Dataset records about object locations
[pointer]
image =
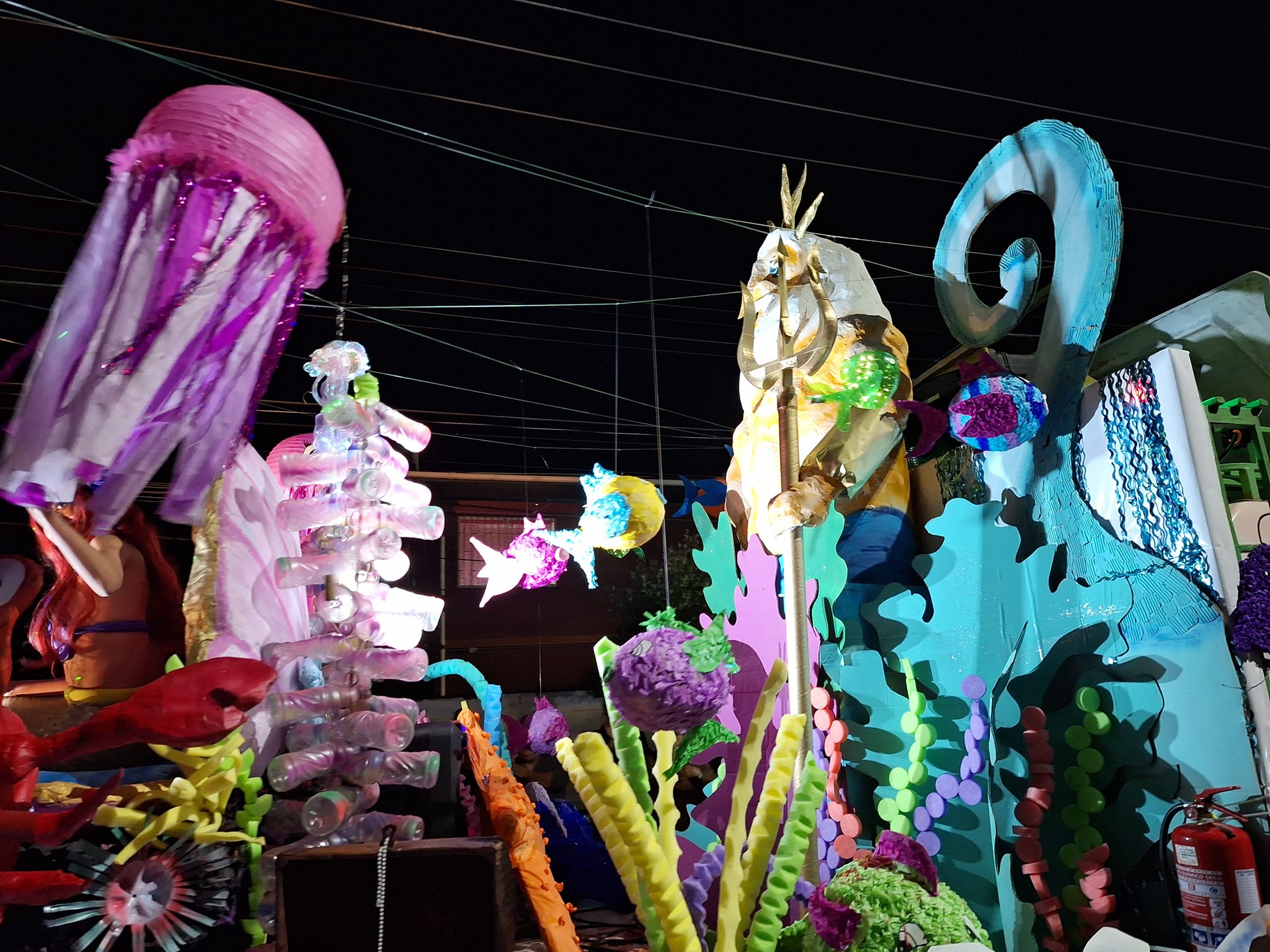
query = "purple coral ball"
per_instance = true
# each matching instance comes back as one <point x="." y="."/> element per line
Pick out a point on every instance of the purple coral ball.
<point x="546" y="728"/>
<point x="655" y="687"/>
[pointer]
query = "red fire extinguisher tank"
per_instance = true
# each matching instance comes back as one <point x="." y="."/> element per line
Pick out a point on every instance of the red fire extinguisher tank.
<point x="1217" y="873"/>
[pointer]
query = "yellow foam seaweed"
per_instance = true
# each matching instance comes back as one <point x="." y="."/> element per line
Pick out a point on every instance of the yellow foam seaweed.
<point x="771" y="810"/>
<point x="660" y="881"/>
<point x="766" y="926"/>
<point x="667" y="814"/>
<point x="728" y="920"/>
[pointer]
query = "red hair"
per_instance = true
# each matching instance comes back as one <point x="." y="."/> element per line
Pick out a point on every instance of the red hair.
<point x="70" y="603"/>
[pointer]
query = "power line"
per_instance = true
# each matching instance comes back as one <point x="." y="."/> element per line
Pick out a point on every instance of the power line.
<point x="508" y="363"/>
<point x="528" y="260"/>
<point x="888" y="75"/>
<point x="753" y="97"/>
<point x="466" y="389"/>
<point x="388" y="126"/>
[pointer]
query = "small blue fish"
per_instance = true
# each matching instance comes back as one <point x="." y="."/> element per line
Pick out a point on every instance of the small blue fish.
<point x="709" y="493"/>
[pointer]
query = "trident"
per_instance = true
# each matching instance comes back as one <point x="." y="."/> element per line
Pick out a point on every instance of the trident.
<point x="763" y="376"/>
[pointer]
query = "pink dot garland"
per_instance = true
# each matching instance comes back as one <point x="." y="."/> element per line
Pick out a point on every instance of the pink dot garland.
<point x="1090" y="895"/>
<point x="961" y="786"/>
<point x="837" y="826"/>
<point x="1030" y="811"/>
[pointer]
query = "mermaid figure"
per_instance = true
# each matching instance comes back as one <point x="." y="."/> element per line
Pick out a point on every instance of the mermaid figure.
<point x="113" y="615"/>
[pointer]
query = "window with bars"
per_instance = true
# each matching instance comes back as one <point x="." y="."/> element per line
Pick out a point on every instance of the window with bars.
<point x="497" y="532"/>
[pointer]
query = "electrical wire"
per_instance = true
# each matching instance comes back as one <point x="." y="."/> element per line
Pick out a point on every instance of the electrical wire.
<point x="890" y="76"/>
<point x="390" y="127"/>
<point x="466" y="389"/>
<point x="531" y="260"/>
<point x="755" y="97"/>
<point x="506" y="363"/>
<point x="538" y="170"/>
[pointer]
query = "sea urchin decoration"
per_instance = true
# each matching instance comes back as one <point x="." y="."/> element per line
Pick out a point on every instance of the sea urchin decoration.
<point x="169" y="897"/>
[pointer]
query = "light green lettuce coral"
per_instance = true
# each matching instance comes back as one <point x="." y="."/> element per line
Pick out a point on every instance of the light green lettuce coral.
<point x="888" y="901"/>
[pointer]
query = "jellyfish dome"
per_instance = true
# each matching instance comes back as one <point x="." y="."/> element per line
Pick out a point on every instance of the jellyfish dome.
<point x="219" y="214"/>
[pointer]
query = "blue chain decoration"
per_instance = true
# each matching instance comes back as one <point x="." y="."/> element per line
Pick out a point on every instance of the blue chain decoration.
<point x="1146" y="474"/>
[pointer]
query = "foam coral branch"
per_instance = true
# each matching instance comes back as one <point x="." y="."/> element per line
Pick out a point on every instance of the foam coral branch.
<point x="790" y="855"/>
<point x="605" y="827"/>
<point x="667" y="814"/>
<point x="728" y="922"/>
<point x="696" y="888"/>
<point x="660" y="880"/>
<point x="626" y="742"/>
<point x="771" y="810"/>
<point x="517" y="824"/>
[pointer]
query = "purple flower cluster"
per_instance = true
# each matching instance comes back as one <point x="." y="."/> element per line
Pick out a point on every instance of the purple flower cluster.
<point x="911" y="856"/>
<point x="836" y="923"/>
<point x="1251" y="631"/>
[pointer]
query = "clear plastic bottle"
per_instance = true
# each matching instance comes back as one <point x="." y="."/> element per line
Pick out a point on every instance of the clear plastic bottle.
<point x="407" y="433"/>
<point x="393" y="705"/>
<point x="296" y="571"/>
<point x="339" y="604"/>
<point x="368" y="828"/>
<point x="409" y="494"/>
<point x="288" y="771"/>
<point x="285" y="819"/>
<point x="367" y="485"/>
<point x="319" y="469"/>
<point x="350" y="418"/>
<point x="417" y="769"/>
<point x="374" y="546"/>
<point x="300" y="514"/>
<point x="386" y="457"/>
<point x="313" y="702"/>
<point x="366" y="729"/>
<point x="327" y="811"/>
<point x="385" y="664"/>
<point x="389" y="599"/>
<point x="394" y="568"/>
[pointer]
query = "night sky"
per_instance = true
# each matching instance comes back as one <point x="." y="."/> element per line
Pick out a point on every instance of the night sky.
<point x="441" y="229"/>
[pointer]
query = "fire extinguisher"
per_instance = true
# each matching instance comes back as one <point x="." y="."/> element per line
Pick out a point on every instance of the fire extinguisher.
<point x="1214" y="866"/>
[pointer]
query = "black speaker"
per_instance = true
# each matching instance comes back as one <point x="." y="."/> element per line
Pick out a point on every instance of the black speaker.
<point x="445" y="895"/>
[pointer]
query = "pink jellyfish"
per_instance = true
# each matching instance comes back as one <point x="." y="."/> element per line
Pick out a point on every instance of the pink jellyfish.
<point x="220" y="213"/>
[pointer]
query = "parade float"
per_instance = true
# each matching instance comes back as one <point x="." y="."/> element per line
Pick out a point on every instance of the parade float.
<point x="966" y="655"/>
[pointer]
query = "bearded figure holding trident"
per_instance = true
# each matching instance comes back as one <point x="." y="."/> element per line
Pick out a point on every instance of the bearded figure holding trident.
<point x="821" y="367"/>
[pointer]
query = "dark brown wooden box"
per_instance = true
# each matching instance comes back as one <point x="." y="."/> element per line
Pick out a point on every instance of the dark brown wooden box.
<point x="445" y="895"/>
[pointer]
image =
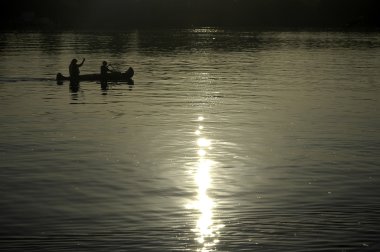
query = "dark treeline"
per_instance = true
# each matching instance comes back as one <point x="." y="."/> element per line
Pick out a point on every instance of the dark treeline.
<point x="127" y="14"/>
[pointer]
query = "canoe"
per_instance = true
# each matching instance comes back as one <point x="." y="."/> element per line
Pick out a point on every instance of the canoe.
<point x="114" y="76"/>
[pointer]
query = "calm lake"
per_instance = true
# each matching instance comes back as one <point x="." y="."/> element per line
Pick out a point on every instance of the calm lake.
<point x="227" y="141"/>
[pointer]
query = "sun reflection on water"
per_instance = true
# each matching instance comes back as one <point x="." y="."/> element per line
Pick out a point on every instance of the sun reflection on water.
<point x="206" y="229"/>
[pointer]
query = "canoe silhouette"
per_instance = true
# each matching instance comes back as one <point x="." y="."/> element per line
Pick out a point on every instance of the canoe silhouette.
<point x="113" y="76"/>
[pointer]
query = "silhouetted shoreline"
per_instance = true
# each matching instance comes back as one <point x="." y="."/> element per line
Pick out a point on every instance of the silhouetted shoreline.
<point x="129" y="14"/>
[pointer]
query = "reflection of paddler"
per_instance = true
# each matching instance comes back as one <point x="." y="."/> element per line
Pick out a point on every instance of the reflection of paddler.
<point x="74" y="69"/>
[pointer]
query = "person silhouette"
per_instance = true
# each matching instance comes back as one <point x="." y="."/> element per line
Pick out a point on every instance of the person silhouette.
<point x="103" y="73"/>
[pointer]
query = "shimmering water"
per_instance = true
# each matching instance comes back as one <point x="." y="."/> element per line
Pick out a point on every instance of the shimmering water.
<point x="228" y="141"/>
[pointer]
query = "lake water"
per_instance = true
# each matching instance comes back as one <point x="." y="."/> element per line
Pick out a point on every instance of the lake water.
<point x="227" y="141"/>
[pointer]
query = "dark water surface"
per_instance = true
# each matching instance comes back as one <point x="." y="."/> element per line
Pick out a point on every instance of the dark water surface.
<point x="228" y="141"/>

--

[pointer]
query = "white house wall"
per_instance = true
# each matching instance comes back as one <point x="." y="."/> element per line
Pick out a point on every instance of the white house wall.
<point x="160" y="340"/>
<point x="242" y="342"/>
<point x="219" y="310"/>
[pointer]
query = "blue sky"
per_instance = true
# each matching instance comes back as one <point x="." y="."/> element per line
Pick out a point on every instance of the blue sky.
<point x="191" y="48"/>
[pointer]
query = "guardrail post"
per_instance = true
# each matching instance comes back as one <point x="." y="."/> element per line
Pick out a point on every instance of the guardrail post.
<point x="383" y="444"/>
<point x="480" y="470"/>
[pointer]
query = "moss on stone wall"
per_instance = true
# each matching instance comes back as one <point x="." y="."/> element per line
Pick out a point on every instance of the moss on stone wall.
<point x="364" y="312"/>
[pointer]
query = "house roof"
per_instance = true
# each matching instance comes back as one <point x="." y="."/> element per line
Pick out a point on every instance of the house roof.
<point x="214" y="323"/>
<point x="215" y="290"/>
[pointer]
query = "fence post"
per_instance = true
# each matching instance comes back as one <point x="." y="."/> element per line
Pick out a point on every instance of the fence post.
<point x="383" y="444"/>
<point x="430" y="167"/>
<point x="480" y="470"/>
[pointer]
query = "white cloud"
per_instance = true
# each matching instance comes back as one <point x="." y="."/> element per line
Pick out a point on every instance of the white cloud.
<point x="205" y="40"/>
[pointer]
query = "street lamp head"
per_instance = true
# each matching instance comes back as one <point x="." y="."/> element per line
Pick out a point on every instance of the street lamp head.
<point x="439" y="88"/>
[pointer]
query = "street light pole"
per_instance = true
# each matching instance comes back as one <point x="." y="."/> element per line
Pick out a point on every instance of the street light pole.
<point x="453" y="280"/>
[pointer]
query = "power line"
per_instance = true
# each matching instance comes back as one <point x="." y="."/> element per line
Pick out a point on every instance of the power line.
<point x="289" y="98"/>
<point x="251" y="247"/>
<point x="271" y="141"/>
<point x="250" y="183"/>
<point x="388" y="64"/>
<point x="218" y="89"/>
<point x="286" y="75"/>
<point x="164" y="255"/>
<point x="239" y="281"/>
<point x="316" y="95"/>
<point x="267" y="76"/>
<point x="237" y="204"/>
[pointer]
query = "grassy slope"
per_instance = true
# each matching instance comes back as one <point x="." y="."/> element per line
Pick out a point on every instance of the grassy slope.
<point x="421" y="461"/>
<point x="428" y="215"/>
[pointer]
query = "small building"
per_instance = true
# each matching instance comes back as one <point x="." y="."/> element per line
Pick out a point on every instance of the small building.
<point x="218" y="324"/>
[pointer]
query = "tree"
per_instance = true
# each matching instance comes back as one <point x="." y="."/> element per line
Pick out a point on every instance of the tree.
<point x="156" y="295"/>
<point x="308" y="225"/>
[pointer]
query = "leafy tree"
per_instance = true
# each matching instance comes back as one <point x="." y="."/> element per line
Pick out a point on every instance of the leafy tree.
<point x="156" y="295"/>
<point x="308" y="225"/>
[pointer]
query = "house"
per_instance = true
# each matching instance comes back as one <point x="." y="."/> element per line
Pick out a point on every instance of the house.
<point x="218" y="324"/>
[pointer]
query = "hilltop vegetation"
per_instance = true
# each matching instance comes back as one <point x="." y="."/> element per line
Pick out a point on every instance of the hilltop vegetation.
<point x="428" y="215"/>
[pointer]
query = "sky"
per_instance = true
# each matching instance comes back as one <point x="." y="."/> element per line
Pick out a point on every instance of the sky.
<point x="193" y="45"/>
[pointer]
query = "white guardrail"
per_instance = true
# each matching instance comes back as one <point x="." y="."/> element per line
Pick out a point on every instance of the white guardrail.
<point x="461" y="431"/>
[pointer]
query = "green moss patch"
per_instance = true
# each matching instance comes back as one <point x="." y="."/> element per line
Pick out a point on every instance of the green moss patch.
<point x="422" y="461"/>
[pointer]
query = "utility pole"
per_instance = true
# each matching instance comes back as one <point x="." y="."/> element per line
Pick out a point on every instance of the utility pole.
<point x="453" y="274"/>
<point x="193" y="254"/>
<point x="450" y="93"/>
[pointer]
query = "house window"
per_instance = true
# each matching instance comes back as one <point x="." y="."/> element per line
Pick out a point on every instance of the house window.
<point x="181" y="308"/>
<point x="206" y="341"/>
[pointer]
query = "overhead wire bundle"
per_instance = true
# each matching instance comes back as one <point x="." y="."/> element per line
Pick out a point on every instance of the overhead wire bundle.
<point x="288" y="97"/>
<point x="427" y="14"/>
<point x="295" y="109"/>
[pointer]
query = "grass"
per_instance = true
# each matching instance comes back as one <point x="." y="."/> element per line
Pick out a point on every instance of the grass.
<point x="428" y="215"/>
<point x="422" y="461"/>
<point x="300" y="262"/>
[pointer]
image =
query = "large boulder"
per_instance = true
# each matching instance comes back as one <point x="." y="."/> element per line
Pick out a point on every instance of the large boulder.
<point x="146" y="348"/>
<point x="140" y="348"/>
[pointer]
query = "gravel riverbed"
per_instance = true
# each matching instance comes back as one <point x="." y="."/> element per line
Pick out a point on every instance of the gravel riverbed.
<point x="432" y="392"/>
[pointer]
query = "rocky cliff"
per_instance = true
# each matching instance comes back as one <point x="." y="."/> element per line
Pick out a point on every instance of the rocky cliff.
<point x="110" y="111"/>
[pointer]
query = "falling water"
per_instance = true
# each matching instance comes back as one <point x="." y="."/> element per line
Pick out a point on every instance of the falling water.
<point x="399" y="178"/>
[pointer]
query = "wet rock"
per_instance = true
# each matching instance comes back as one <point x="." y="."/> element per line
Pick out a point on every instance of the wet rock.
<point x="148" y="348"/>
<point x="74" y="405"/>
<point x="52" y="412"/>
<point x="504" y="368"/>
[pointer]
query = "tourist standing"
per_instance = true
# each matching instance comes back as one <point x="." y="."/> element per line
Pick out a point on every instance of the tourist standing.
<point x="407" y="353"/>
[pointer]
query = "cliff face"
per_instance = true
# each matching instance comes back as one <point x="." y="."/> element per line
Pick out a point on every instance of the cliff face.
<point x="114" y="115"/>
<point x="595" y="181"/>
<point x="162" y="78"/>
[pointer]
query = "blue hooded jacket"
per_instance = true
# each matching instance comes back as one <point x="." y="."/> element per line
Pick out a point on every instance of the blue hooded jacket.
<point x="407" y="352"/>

* * *

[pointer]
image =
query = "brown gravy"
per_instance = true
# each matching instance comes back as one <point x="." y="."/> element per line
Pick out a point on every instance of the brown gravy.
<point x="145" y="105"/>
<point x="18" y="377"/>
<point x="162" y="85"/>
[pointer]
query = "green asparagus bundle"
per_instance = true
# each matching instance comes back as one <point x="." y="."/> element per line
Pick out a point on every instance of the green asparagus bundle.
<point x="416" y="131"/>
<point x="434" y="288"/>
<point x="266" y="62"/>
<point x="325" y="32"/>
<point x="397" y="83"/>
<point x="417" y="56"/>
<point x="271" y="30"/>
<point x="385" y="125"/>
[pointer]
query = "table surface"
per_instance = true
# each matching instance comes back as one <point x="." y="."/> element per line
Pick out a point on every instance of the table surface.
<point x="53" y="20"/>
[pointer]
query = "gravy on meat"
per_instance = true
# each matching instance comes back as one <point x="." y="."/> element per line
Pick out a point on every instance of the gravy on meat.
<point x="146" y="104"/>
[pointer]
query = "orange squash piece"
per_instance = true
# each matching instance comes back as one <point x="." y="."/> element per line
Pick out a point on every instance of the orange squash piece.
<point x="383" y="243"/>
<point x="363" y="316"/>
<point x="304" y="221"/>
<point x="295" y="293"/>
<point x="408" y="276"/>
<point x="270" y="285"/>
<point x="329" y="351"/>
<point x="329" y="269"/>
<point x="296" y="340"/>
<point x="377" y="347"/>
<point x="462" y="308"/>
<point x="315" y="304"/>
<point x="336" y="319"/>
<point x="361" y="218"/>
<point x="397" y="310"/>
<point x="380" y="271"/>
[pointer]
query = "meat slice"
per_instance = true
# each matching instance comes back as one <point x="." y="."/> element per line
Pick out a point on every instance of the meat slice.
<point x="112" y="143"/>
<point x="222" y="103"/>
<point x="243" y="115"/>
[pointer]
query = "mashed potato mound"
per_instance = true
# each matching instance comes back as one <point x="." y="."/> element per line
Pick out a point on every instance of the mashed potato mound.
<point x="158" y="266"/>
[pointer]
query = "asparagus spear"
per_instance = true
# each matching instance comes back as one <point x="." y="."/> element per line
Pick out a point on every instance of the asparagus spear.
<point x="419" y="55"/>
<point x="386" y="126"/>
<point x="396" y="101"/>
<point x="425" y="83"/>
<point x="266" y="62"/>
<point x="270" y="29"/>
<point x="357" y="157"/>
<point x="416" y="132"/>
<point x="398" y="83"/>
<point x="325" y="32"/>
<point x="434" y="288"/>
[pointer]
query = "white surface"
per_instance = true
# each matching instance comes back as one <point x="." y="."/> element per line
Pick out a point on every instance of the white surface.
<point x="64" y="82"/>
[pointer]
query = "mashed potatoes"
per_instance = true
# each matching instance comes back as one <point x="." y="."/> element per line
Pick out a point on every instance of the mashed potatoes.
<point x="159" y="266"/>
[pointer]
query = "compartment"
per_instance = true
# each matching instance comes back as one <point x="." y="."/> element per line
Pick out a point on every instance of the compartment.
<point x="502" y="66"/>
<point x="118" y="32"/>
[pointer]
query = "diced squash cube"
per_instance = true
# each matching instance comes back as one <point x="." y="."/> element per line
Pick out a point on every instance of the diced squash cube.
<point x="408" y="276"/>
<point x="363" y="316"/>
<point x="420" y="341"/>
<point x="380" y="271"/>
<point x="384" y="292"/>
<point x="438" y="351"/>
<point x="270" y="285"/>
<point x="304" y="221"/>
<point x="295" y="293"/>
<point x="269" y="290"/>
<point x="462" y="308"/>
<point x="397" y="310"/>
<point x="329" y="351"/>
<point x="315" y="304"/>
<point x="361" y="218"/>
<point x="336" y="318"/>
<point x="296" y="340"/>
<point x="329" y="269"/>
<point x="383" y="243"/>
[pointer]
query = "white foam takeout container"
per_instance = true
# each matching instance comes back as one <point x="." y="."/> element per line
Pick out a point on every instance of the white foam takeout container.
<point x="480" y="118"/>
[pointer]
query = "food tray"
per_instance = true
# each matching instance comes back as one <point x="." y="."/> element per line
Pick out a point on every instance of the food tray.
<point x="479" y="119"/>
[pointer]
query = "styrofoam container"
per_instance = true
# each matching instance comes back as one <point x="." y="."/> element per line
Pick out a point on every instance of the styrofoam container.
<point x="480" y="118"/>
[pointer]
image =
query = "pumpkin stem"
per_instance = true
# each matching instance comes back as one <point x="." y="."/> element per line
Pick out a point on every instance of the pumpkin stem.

Instructions for the task
Tally the lines of the records above that contain the word "light". Reply with the number alone.

Reply
4